── Provided material

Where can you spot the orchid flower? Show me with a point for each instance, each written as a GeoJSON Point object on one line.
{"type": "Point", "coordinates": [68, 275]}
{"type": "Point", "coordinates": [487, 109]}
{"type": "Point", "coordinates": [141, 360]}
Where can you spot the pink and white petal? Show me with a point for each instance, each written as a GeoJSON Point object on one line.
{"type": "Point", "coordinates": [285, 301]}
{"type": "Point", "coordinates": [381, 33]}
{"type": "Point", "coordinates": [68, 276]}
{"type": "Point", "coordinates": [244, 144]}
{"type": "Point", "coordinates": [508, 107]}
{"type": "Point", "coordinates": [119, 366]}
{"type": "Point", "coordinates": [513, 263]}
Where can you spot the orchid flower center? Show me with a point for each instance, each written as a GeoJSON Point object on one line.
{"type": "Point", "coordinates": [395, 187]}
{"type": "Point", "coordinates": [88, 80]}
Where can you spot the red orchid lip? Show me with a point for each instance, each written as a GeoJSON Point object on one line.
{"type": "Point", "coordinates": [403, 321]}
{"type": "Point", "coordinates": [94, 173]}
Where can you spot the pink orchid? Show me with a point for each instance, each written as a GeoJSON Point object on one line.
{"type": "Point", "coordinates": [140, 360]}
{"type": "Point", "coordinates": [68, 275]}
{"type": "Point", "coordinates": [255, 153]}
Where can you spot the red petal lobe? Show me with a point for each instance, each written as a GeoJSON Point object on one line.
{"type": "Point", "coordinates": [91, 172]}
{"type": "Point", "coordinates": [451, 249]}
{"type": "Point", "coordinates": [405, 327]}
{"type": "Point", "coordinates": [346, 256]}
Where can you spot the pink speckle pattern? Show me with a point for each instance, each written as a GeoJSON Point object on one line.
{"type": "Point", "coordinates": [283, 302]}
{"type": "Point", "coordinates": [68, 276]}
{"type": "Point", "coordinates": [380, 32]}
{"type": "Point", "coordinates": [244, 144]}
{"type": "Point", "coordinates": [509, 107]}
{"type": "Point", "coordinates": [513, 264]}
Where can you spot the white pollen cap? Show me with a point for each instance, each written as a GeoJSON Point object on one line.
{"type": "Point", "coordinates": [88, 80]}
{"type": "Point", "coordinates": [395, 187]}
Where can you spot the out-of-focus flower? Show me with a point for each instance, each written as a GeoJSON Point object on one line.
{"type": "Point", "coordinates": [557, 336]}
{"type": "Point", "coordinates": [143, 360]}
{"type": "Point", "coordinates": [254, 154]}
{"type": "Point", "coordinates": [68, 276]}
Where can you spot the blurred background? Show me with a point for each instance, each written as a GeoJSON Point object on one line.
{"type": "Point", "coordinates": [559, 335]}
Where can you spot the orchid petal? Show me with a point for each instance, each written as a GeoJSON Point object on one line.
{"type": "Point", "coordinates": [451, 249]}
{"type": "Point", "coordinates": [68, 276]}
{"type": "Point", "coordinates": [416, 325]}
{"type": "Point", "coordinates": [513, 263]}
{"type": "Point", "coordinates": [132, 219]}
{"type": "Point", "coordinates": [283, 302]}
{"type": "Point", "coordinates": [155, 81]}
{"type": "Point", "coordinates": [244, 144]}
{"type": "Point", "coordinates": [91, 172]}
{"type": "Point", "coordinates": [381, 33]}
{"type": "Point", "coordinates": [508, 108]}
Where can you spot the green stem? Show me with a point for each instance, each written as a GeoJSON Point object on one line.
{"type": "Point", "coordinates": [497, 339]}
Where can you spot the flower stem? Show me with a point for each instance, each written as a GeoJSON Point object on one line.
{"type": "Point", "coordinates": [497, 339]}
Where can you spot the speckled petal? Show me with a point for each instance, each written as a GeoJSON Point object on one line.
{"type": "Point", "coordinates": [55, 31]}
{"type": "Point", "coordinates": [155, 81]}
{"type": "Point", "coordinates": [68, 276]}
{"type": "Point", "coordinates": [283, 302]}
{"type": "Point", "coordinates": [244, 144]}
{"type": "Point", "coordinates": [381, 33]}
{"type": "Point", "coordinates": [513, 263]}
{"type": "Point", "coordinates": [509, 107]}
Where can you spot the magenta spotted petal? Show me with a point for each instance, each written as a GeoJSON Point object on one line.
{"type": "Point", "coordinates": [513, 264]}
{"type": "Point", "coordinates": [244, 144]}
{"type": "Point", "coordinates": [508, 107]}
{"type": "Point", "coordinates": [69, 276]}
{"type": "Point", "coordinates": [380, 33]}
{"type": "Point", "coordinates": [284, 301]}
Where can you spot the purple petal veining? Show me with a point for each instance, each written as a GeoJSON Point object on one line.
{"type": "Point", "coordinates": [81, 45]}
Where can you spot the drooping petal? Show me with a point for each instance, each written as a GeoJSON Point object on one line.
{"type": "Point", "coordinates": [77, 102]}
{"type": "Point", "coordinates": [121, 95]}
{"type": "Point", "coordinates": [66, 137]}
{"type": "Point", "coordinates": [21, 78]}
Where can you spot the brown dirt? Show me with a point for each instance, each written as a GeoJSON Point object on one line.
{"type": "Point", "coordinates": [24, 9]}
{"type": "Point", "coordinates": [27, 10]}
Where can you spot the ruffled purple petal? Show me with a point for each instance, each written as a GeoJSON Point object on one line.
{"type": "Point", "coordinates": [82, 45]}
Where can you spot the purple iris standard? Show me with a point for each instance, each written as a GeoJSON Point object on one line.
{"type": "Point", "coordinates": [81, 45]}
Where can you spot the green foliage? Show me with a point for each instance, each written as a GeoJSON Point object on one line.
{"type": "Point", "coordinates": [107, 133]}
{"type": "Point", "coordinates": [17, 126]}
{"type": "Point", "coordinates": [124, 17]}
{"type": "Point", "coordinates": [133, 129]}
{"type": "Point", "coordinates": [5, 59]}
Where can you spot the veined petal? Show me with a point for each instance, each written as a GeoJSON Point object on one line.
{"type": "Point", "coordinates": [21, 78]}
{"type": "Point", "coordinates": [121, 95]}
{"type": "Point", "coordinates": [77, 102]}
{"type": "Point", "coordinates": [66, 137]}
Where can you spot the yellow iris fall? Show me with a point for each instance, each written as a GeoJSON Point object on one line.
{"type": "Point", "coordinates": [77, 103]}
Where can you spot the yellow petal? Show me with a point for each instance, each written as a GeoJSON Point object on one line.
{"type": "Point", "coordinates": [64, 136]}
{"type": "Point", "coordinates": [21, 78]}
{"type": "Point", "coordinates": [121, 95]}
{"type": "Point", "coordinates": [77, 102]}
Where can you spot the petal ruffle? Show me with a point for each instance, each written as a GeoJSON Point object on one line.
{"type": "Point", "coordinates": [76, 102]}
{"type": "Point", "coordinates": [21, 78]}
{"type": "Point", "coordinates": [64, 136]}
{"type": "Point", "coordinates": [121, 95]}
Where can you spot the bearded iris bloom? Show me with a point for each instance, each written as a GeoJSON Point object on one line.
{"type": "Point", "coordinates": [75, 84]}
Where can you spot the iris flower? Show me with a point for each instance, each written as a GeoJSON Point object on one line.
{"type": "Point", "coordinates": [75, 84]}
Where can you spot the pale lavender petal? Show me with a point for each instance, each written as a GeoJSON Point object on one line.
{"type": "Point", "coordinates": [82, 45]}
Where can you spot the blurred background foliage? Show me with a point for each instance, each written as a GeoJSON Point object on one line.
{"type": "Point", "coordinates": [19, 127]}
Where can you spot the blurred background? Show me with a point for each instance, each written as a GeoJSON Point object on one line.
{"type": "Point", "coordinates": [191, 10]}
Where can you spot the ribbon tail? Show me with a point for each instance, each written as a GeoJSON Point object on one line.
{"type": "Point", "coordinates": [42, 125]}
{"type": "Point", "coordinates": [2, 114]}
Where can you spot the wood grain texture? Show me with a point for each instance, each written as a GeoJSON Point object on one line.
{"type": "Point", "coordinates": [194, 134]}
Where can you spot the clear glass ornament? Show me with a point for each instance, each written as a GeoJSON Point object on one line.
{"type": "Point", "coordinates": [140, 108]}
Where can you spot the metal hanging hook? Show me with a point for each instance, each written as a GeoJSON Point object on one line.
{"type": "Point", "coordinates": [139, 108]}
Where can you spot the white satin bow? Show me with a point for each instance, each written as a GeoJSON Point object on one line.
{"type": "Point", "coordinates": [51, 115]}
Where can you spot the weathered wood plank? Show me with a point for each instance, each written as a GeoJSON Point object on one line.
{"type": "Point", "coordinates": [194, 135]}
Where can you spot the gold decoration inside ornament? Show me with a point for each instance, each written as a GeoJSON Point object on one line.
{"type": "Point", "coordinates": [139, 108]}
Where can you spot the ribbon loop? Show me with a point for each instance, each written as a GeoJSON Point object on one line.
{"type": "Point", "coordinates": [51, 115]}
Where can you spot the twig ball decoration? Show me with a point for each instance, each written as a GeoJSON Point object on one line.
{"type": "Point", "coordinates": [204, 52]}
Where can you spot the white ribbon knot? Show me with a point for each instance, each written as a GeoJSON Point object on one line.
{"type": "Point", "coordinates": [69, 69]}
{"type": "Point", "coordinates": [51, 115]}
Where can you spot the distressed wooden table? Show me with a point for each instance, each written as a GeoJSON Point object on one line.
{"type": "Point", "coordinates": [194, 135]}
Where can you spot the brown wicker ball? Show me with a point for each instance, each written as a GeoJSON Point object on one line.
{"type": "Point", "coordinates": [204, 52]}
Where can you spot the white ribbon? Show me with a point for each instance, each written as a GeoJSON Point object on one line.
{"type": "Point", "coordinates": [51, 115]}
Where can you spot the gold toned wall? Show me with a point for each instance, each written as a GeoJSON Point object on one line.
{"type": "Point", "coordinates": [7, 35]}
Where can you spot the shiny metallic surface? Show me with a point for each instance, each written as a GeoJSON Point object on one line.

────

→ Requirement
Please quote nothing but the lines from the line with "Where can you spot the white ribbon knot?" through the end of the data above, exactly as written, ends included.

→ Output
Where can you spot the white ribbon knot? Show me with a point for each instance, each written as a GeoJSON Point object on one line.
{"type": "Point", "coordinates": [69, 69]}
{"type": "Point", "coordinates": [51, 115]}
Where can you spot the distressed wooden table? Show me with a point for each instance, each written as a GeoJSON Point object on one line.
{"type": "Point", "coordinates": [194, 135]}
Where can you spot the brown wicker ball? Show me with a point for each instance, each written as a GeoJSON Point object on one line.
{"type": "Point", "coordinates": [204, 52]}
Where can you spot the white ribbon? Show me with a point for each instance, each written as a GeoJSON Point object on one line.
{"type": "Point", "coordinates": [51, 115]}
Where can you spot the gold toned wall? Show me with a point for each instance, each written as a GeoJSON Point object on one line.
{"type": "Point", "coordinates": [7, 35]}
Where can you spot the shiny metallic surface? Show me with a point for each instance, each written as a GeoJSON Point object on one line.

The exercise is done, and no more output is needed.